This is the thing that separates an income investor’s experience of a Bitcoin bear market from a speculator’s. A speculator who went all-in on BTC at $90K is just watching their portfolio decline and waiting. I’m watching my BTC position decline, but collecting option premium and distribution income from other positions that I can systematically redeploy. The covered call income essentially converts market-down time into accumulation time rather than just loss time.

The math on this has worked across cycles. In 2022, I was generating covered call income on equity positions during the crypto winter. Some of that income went into BTC at $16K-$20K. When BTC recovered to $50K in 2023, that specific tranche of accumulation was up over 2x even while my original BTC cost basis was still underwater. That’s the compounding effect of systematic income-funded accumulation.

The Psychological Framework (The Part Nobody Writes About Honestly)

• [Listed records]
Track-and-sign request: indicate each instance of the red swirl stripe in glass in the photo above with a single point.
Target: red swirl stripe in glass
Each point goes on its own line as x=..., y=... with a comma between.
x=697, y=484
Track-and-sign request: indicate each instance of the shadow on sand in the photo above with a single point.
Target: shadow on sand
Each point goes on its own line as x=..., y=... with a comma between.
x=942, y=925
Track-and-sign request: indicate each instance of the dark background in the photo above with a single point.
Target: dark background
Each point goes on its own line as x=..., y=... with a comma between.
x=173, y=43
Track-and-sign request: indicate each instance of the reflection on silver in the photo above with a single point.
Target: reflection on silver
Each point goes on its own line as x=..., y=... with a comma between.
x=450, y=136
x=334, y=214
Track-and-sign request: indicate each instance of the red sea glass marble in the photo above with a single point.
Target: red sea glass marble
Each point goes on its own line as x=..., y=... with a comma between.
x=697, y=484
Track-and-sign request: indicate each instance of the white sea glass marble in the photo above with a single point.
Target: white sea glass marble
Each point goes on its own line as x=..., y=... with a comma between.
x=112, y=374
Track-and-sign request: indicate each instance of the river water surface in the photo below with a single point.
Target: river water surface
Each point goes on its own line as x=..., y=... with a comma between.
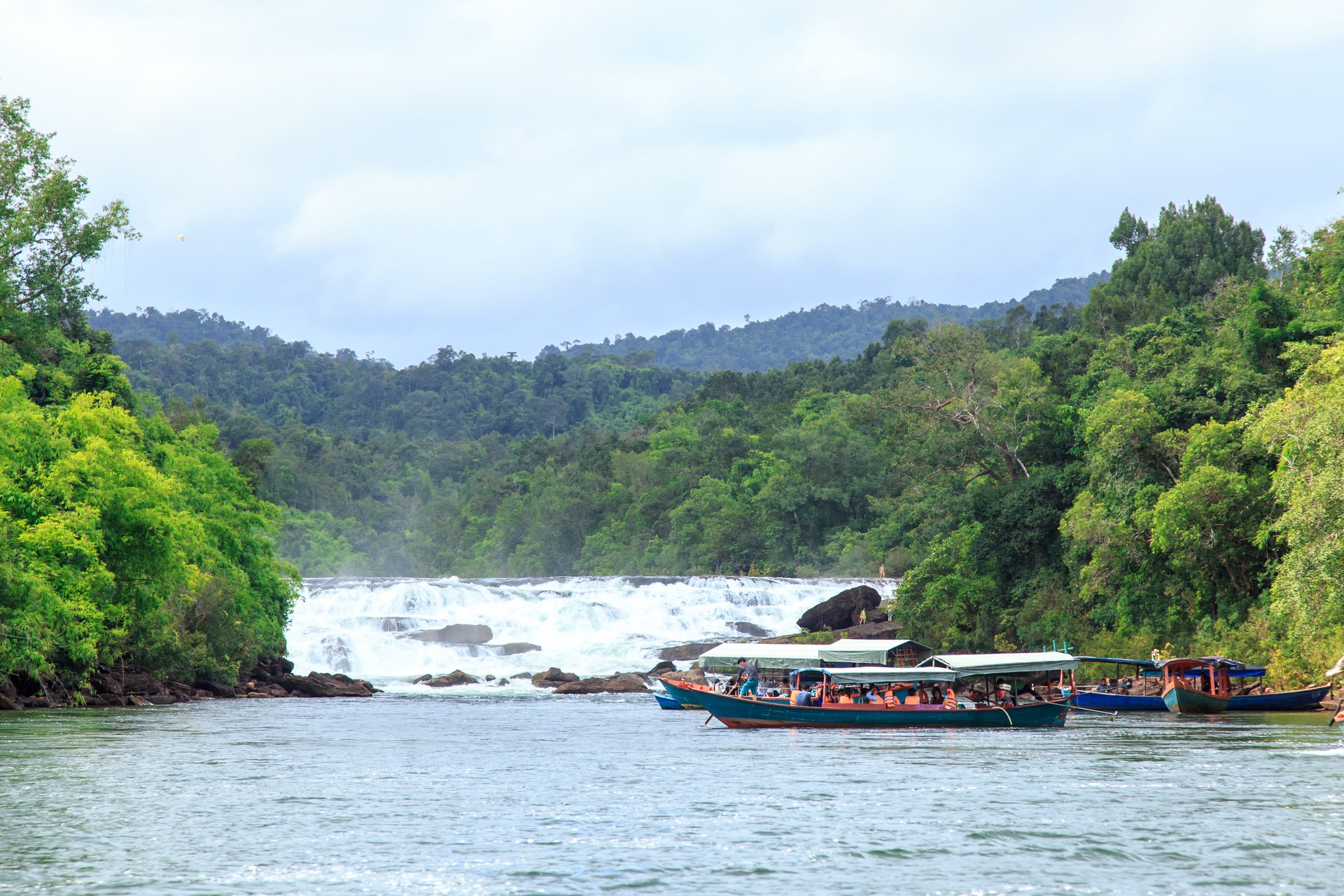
x=531, y=793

• [Set tasks]
A: Edit the rows from the line that contains "Track-and-sign request: indicate each instance of the white" through the end of the rows, replacing "river" with "stream" and changing nothing else. Return only those lines, and leave out the pictures.
B: Continue the piece on income investing through a Bitcoin bear market from where it stops.

• [Replies]
A:
Track-and-sign request: indicate each instance of the white sea glass marble in the photo above with a single point.
Target: white sea glass marble
Each point goes on its own line as x=..., y=... with a comma between.
x=112, y=374
Track-and-sign request: indicate each instance of the stream water surface in the photo below with a single point.
Target: stream water surface
Each point goes on its own line as x=..., y=... with a comma between.
x=531, y=793

B:
Watching a position you’ve held for years drop 30%, 40%, 50% while people on social media argue about whether it’s going to zero is genuinely difficult. I’ve done it three times now. The framework I’ve built isn’t about eliminating that discomfort — it’s about making sure the discomfort doesn’t drive bad decisions.

Pre-commitment solves the emotion problem. The limit orders I mentioned above are the structural version of this. But the mental version is equally important: I decide in advance what I’ll do at each price level, write it down, and hold to it. If BTC hits $60K, I add X dollars. If it goes to $50K, I add Y dollars. If it goes below that, I hold and stop adding. The framework is decided before the emotional trigger. I don’t negotiate with myself during a drawdown about whether the framework still applies.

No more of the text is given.